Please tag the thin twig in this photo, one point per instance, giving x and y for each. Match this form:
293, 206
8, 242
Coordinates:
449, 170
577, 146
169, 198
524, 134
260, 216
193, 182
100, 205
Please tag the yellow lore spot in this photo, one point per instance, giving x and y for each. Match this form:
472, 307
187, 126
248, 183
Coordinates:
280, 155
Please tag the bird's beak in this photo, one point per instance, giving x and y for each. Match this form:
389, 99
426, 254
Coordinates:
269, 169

...

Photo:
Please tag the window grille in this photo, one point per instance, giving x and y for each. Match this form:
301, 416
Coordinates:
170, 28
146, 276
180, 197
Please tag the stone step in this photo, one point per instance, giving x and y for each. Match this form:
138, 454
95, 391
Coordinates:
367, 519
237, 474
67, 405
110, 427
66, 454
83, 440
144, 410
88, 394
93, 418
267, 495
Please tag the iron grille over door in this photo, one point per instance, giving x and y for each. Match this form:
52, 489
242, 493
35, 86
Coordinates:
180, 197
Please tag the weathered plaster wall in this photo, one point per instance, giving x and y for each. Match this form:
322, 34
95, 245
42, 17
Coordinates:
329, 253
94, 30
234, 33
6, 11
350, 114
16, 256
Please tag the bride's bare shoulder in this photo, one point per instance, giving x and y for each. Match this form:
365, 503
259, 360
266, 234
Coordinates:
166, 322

GOAL OF THE EXERCISE: Count the lines of the records above that contain the string "grille", and give only that number.

CORRECT RESULT: 2